= TEXTE SOURCE =
+---+
Effectivement, le respect de cette valeur sacrée chez les Kabyles a incité fortement cheikh Ameziane ou Rabah à tendre un traquenard mortel au commandant de secteur de Bougie, Salomon de Musis, le 4 août 1836. Sa culture de chef traditionnel ne pouvait laisser sans réparation et vengeance la non-reconnaissance de l'«anaya» qu'il s'était engagé à donner pour protéger un saint m'rabet. Sa «anaya» fut, disait-on, «cassée».
Un article de Felix Mornand, directeur de la Revue de Paris, intitulé d'ailleurs «Le Naya», daté de 1843, raconte toute la stupeur devant la gravité de la découverte par les militaires français de la forteresse de Béjaïa du cadavre de ce malheureux saint m'rabet, et surtout l'importance politique du meurtre de ce «marabout», le «naya» (le protégé) du cheikh Saad (Saad, c'est-à-dire le plus puissant) de la vallée du Messaoud (la Soummam), à ce moment-là Ameziane ou Rabah. Cet article de Felix Mornand daté de 1843 a sans doute été une source pour les autres officiers historiens Féraud, Lapène, Dauamas Faber...
+---+
= DONNÉES PRÉSENTÉES =
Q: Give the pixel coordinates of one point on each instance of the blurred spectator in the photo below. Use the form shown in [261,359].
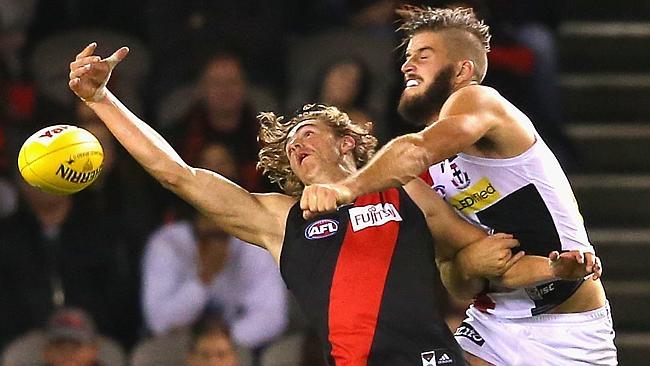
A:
+---+
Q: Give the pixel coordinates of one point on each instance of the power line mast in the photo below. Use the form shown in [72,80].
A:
+---+
= TÂCHE =
Recopiez en entier, sans aucune modification, le texte sur l'anaya du cheikh Ameziane ou Rabah.

= RÉSULTAT ATTENDU =
Effectivement, le respect de cette valeur sacrée chez les Kabyles a incité fortement cheikh Ameziane ou Rabah à tendre un traquenard mortel au commandant de secteur de Bougie, Salomon de Musis, le 4 août 1836. Sa culture de chef traditionnel ne pouvait laisser sans réparation et vengeance la non-reconnaissance de l'«anaya» qu'il s'était engagé à donner pour protéger un saint m'rabet. Sa «anaya» fut, disait-on, «cassée».
Un article de Felix Mornand, directeur de la Revue de Paris, intitulé d'ailleurs «Le Naya», daté de 1843, raconte toute la stupeur devant la gravité de la découverte par les militaires français de la forteresse de Béjaïa du cadavre de ce malheureux saint m'rabet, et surtout l'importance politique du meurtre de ce «marabout», le «naya» (le protégé) du cheikh Saad (Saad, c'est-à-dire le plus puissant) de la vallée du Messaoud (la Soummam), à ce moment-là Ameziane ou Rabah. Cet article de Felix Mornand daté de 1843 a sans doute été une source pour les autres officiers historiens Féraud, Lapène, Dauamas Faber...